Task list:
1/ In the Erlang exercise text, what does ~n mark in a format string?
2/ Duplicate the passage of the Erlang exercise text starting at "different ways to" and ending at "in one line.".
3/ Finish out the next part of the Erlang exercise text, picking up after its final sentence.

Provided text:

***

Practice exercises

Exercise 1: Let us create an Erlang program that displays Hello World on the screen. For the solution we use the io:format function and place the following elements in its format string: ”~s~n”. The ~s marks the format of string and ~n marks the line break. As you could see earlier function io:format expects a list as its parameter and displays the elements of the list on the screen having the right formatting set in the format string. If the number of parameters is wrong, you get an error message while compiling. The IO module contains several other functions as well for handling input and output. In Erlang programs, however, console input is not typical because Erlang is not a language designed for creating GUI (graphical user interface). Low level Erlang routines almost always have interface functions which are called by a graphical user interface written in some other language and their task is to ensure proper data exchange between the two languages and the services of the IO module are used for proper data conversion.

Function FORMAT (deliberately with capital letters to highlight it within the sentence, but obviously in programs it is used normally) has many services which can be used for converting data to string. You can transform lists, sorted n-vectors, atoms and numbers to a form extended with textual explanation. There are two

different ways to do this exercise. The first option is not to use a format string in the display instruction, since the text ”Hello World” is string type by default and it can be displayed without formatting. The second option is to bind the text in a variable and format it with ~s shown earlier and pass it in the second parameter of the displaying function. No matter which option you choose, it is worth using the ~n formatting at the end of the line so that the next display would start in the next line after the line break. If you omit that, the displays appear in one line.

If you use an atom type instead of a string in the display, you only need to change the formatting to be proper. In this type the single parameter version of the format can not be used because it only works with the string type. If you cannot decide on the type when you want to display something, then you still do not have to find another displaying instruction. This can happen when the type of the parameter is revealed in runtime. Since, Erlang is a weakly typed language it is common that the concrete type is revealed only when the actual parameters are passed to the formal parameter list. If the parameterization of the function is such and you want to display the results of operations you can use ~w formatting as the first parameter of format which can be used with any type but its use makes string type hardly legible. It happens because string type is in fact a list and the function sees this data as a real list resulting in a list of numbers when displayed. If you want to convert string to character, this solution is ideal.

***

Dataset excerpts on object pointing:
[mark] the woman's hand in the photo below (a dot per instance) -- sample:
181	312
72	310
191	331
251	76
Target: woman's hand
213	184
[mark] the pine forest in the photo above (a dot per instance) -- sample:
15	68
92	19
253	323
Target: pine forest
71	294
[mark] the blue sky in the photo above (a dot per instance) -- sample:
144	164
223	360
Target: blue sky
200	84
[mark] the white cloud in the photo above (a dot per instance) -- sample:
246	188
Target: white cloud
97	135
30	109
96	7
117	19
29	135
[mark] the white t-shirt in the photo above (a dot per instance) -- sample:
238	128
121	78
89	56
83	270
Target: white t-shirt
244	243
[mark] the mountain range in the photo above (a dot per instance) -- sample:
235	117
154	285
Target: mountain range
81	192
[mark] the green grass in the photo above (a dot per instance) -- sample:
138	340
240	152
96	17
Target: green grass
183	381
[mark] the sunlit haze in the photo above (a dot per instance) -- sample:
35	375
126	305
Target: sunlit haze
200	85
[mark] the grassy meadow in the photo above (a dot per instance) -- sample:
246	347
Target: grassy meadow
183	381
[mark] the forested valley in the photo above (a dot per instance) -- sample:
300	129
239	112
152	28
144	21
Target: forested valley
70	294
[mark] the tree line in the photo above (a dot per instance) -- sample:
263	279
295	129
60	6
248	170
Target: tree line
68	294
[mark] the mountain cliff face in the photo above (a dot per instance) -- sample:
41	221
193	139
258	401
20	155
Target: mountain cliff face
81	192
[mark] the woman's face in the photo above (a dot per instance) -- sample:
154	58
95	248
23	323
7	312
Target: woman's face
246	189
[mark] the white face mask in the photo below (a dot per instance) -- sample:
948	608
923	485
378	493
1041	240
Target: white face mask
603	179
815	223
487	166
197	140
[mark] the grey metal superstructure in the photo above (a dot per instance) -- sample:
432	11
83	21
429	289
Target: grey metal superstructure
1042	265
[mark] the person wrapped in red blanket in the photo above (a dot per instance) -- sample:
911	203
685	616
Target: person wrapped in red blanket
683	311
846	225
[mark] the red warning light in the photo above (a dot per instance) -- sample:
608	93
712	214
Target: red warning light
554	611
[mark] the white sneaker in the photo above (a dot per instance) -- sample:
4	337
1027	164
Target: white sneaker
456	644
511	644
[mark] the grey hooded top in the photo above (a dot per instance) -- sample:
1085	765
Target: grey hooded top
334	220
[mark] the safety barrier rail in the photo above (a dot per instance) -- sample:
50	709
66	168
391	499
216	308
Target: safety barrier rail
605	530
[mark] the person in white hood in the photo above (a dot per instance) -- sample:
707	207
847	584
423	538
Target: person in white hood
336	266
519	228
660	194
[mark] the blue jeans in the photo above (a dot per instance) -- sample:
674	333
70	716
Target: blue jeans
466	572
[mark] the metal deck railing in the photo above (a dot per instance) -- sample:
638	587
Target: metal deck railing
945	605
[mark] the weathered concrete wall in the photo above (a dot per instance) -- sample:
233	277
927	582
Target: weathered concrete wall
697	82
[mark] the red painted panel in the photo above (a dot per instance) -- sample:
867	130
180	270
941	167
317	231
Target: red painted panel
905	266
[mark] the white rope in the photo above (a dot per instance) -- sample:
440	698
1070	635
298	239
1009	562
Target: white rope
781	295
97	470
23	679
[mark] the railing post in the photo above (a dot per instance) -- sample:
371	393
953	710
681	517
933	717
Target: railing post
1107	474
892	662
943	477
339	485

***

The responses:
1/ A line break.

2/
different ways to do this exercise. The first option is not to use a format string in the display instruction, since the text ”Hello World” is string type by default and it can be displayed without formatting. The second option is to bind the text in a variable and format it with ~s shown earlier and pass it in the second parameter of the displaying function. No matter which option you choose, it is worth using the ~n formatting at the end of the line so that the next display would start in the next line after the line break. If you omit that, the displays appear in one line.

3/
Keep in mind that when IO:format is the only or last parameter of a function it causes a side effect, namely the side effect is the display and its return value is the ok atom, since that is the return value of function format. Let us create the Clean and F# versions of the function based on the Erlang one. Naturally, you must also find the proper language variants of IO:format to be able to do the exercise. In these solutions you need other displaying instructions with other formatting capabilities. In F# it is an easy task for those who know C# language because the console works the same in F# programs as in OO variants. In Clean the language has its own IDE and it offers numerous possibilities, or at least as many as the two languages above, to display data

Exercise 2: In the following exercises you can practice displaying on a console and they introduce the programmer to managing and displaying complex data as well. The parts of this exercise are worth being implemented in the same module using one or more functions in each of them. The first task is to write a program which selects the lowest and second lowest element of an arbitrary set. For the solution you should use the list data structure, thus you will not have to deal with generating the input data. If you want to work elegantly, you should write a function which returns a list and pass it as a parameter for other functions in the module. The list created that way can be replaced any time by changing the body of the function. If you wish to use a simpler solution, then after creating the module, you should bind the list, used for testing, to a variable with an arbitrary name in runtime. The particular exercise is to traverse the list, passed as a parameter, with a recursive function and bind the actual lowest element in a variable declared for this purpose and pass it on for the next call.

If during recursion, you find a lower element than the actual lowest element it should be put into the second lowest category. In practice it means that this element should also be passed for the next call. This sequence must be iterated with every element of the list. When the list, traversed with pattern matching, is empty, namely the function clause with the empty list in its parameter list is coming up, the variables with the lowest and second lowest elements should be displayed or simply returned as the return value of the function.

Let us write a program which displays the multiplication table on screen. Obviously by screen we mean the console window of Erlang where formatting can only be solved with tricks of the io:format function. To get the multiplication table, you need to generate a sequence of numbers where the actual element is the product of two elements. The first factor is the imaginary row index which is increased by one at each call of the iteration and the second factor is the column index which must be increased from 1 to 10 with each row index. So the first element is 1*1, the second is 1*2, then 1*3, and so on. When the second factor reaches 10 the first should be increased by one and you can start the next sequence. This operation is easy to implement in imperative languages, since all that you need are two nested for loops, but in functional languages the lack of loops completely rules out this solution.

The only tool for implementing iteration is recursion (unless you consider list generators). Recursive solution should be implemented in a way that the rows and columns are given with separate functions (as a beginner you should stick to this solution). The version using a list generator is somewhat easier, since the problem can be solved with embedding two lists together in this solution. While the outer list generator gives an element, the inner one generates elements from one to ten. In fact, you get the best solution by combining the two, the solution using function and the solution using list generator. This time you use a function in the list generator, which counts from 1 to 10 recursively and returns the elements one by one or in a list for the list generator

which uses them to create the products. In order for the display to have the matrix like format of the multiplication table you must place a line break at the end of each sequence (1*1, 1*2, … n*n+1) which involves the use of function IO:FORMAT.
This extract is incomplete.